Convert each line of the entries below into a JSON list of strings, one string per line, omitting blank lines.

(Data listing)
------

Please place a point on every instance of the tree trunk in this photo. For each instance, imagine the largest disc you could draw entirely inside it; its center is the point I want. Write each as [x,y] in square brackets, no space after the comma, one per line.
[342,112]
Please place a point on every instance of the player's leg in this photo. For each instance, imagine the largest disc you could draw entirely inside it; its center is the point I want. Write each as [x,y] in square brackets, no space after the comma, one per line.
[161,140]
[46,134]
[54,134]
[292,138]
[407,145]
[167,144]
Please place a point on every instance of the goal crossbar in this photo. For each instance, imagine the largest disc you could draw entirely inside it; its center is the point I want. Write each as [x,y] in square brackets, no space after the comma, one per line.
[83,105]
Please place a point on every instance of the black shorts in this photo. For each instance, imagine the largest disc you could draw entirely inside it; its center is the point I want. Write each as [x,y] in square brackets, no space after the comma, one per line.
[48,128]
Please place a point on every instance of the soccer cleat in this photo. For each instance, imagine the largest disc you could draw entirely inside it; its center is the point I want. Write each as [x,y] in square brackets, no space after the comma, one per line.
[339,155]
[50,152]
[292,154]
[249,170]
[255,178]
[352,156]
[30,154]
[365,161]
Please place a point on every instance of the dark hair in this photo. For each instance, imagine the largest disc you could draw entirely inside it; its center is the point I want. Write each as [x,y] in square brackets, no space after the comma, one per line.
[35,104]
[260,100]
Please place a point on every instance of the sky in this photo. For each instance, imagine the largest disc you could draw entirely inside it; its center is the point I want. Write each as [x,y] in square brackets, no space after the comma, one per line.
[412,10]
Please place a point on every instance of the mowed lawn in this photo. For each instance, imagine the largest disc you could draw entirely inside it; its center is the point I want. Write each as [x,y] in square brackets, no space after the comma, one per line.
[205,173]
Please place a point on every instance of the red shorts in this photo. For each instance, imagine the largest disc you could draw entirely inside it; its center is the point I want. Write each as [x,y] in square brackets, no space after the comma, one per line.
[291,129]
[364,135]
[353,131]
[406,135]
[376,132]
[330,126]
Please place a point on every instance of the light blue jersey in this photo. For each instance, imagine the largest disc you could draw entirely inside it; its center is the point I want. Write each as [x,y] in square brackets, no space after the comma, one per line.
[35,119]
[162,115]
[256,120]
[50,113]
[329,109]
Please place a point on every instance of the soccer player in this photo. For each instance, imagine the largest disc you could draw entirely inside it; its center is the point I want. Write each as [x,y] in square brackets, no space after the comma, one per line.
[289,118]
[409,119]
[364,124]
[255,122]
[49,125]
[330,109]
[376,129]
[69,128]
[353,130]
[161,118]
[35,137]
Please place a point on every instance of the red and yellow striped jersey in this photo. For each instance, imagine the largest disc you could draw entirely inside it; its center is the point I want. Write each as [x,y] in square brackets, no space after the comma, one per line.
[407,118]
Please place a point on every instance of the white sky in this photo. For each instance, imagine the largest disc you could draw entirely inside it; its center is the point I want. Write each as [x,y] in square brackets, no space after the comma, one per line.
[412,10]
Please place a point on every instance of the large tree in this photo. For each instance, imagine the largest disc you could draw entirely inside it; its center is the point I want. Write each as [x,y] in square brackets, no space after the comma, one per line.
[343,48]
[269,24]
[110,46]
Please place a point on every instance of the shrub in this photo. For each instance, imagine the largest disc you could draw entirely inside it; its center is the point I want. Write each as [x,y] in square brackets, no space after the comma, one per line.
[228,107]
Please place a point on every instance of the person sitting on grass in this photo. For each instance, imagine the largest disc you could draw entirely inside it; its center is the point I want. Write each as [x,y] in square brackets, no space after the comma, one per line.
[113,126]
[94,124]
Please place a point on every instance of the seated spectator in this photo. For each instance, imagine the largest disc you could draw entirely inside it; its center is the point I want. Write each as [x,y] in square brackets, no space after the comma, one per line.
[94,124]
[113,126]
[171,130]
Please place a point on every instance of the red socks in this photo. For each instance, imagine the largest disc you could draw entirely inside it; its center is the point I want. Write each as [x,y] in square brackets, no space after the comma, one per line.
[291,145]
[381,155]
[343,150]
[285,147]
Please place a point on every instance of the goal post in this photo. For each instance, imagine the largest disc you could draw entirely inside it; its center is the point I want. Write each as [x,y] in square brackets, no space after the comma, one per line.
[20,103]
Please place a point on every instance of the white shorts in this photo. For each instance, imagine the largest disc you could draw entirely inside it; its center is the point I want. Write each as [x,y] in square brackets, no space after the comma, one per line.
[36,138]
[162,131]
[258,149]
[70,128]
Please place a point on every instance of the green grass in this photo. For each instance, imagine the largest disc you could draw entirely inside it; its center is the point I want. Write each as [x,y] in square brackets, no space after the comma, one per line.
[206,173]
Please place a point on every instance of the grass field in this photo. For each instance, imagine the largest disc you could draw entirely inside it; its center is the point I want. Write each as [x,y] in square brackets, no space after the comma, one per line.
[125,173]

------

(Full output)
[
  "Please place a point on every instance of the tree trunk in this photo. For each instance, imagine the largest disc you could draw entirely inside it; its center is the point I want. Write each as [x,y] in square brackets, no space after the comma, one per line.",
  "[342,112]",
  "Please place a point on every instance of the player's leg in this photo. For each instance, imagine the largest disc you could draw entirely inside it; its center is the point I want. Write each as [x,y] in square brackets, no space after the comma, one per line.",
  "[161,140]",
  "[46,134]",
  "[54,134]",
  "[292,138]",
  "[407,145]",
  "[167,144]",
  "Please place a point on every instance of the goal crossbar in this photo. For each instance, imagine the largest disc you could draw entirely inside it; its center is the point I want. Write each as [x,y] in square brackets, no space after the comma, one per line.",
  "[83,105]",
  "Please place a point on every instance of the black shorts in this photo. For each instance, imagine the largest disc you could draw entirely inside it; its center is the point I want. Write each as [x,y] in square brackets, no space after the comma, one per line.",
  "[48,128]",
  "Please place a point on every instance of the soccer cleat in this photo. For each instance, imagine the largest disc you could draw entirely inside it; its center is the point I want. Write each as [x,y] in square brackets, no space after the comma, one per line.",
  "[339,155]",
  "[50,152]",
  "[292,154]",
  "[249,170]",
  "[255,178]",
  "[352,156]",
  "[30,154]",
  "[365,161]",
  "Please place a point on every instance of the dark hair in this photo. For each instance, imagine the largest disc you could draw entirely inside it; its center is the point I want. Write each as [x,y] in square brackets, no space after the comma, one per line.",
  "[35,104]",
  "[260,100]",
  "Please place a point on every instance of the sky in this photo. For each instance, imagine the largest disc you could draw entirely inside it; its center is the point I want. Write each as [x,y] in square brackets, no space after the comma, one per line.",
  "[412,10]",
  "Please place a point on every instance of the mowed lawn in this photo. For each instance, imagine the largest disc you could draw entirely inside it; its center is the point I want. Write each as [x,y] in square brackets, no space after the comma, one per line.",
  "[205,173]",
  "Please place a point on every instance of the red shorts in this photo. For each instance, imagine the largest disc you could draw entirely inside it; its center is the point I want. Write each as [x,y] in square brackets, no space after the comma, one per line.",
  "[291,129]",
  "[364,135]",
  "[353,131]",
  "[406,135]",
  "[376,132]",
  "[330,126]",
  "Please place a point on every instance of the light blue jersey in this photo. For each instance, imagine the largest disc you could draw entirely inside it; its center is the point I want. Write each as [x,y] in square brackets, no space after the comma, one per line.",
  "[35,119]",
  "[162,115]",
  "[256,120]",
  "[50,113]",
  "[329,109]",
  "Please place a point on every instance of the soccer player in this photo. For each instance, imagine the largest disc you could draw entirely inside it; its center is the point I want. Write each as [x,y] in square brackets, no space after the comma, one per line.",
  "[289,118]",
  "[409,119]",
  "[364,124]",
  "[255,122]",
  "[49,125]",
  "[330,109]",
  "[376,129]",
  "[69,128]",
  "[353,130]",
  "[161,118]",
  "[35,137]",
  "Please place a point on every instance of the red and yellow striped jersey in this photo. For each instance, imagine the largest disc you could draw entirely inside it; its center is the point I want. Write each as [x,y] in square brackets, no space after the comma, one per line.",
  "[407,118]",
  "Please place a point on every instance of the white sky in this photo. For each instance, imagine the largest disc you could draw entirely inside it; its center is the point I want. Write each as [x,y] in square brackets, no space after the comma, one per line.",
  "[412,10]",
  "Please place a point on every instance of the large tree in this photo. For each instance, imagine the largest disc you could draw entirely inside it; its center is the point I want. Write each as [x,y] in square brackets, no space after the comma, one per line.",
  "[343,48]",
  "[269,24]",
  "[110,46]",
  "Please place a point on every instance of the shrub in this photo. For each instance, imagine the largest disc you could draw entirely inside it; its center is the point I want. Write each as [x,y] in square brackets, no space after the comma, one per line.",
  "[228,107]",
  "Please place a point on every instance of the person sitting on grass in this photo. For each instance, imagine the largest disc you could draw entirely inside it; its center is the point I want. Write each as [x,y] in square brackets, no space after the comma, one per line.",
  "[113,126]",
  "[94,124]",
  "Please place a point on every instance of the seated spectator in this photo. For each instance, imagine the largest disc you could draw entirely inside it; its center is the point I want. Write each as [x,y] in square brackets, no space after the comma, one per line.",
  "[94,124]",
  "[113,126]",
  "[171,130]",
  "Please place a point on every instance of the red socks in this photo. For each instance, imagine the largest disc you could draw entirely inside it; its center is the point I want. Write each as [x,y] in square brackets, no space after the comma, one per line.",
  "[291,145]",
  "[381,155]",
  "[343,150]",
  "[285,147]",
  "Please place a point on every instance of the goal post in this photo. For each instance, imagine the largest disc you could draw entirely inside it; its center is the point I want. Write each as [x,y] in square brackets, no space after the comma, one per line.",
  "[20,103]",
  "Please place a point on every instance of the white shorts in this photo. For each instance, imagine the largest disc you could draw entirely inside it; its center is the point I want. Write each as [x,y] in square brackets, no space after the comma, one per line.",
  "[36,138]",
  "[162,131]",
  "[258,149]",
  "[70,128]",
  "Please place a point on every instance of the green grass in this photo. For each instance, imagine the largest disc you could draw entirely inside it; its center is the point I want. Write each as [x,y] in square brackets, no space after the comma, one per line.",
  "[206,173]",
  "Please place a point on every instance of the grass field in this photo. For each instance, imagine the largest disc you could draw entirely inside it; its center is the point I want. Write each as [x,y] in square brackets, no space after the comma, one per line.",
  "[125,173]"
]